**TASK STATEMENT**
Change each "front wheel" in the data to "rear wheel" and leave every other word unchanged. Omit the pictures from your answer.

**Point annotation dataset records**
==============================
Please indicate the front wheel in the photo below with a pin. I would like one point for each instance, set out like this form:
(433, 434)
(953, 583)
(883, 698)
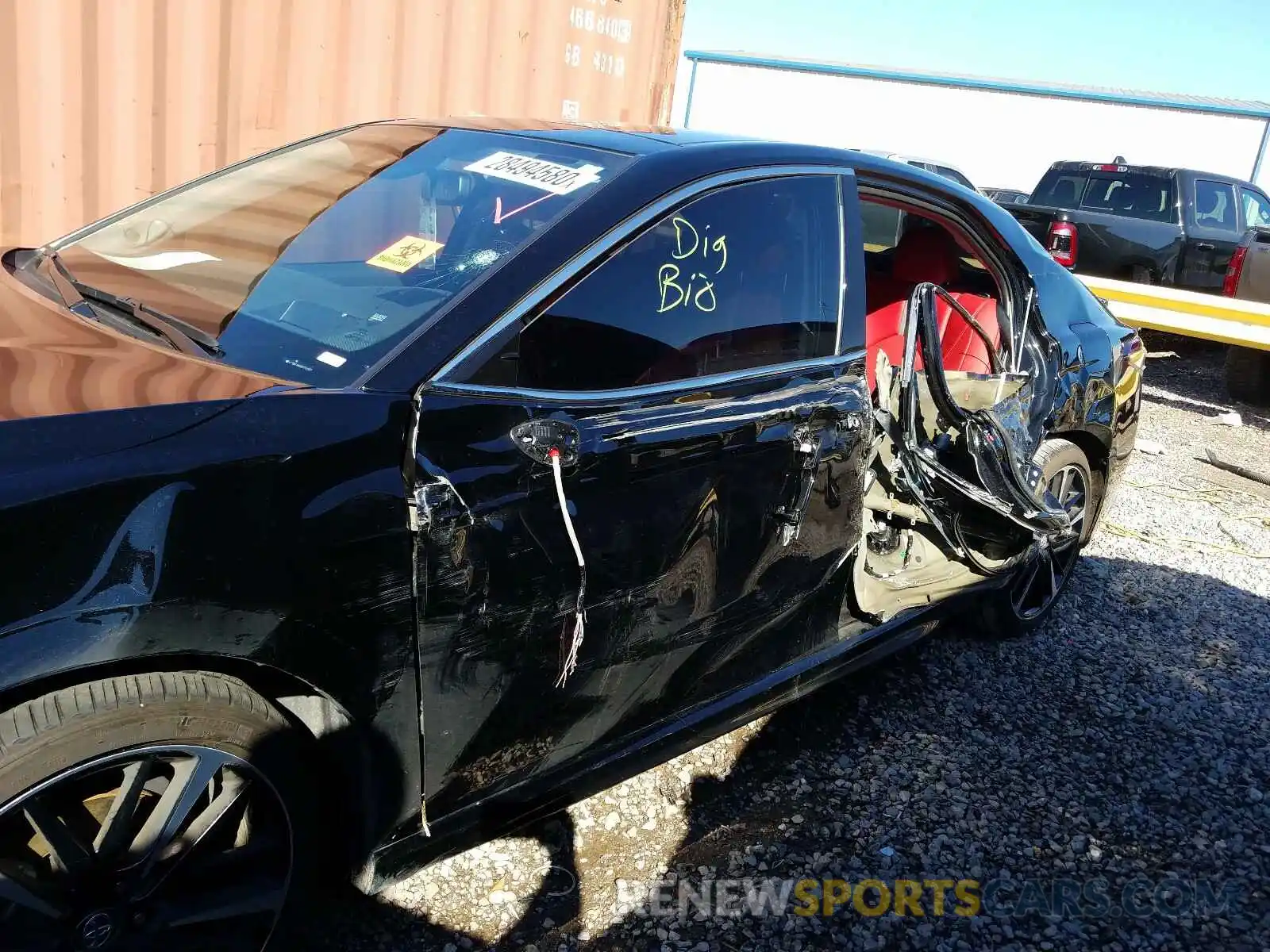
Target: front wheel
(1033, 592)
(145, 812)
==============================
**OUTPUT BELOW**
Please indicate the rear wheel in the photo below with a pin. I would like one point for each instance, set out like this form:
(433, 434)
(953, 583)
(883, 698)
Target: rear wheel
(1033, 592)
(145, 812)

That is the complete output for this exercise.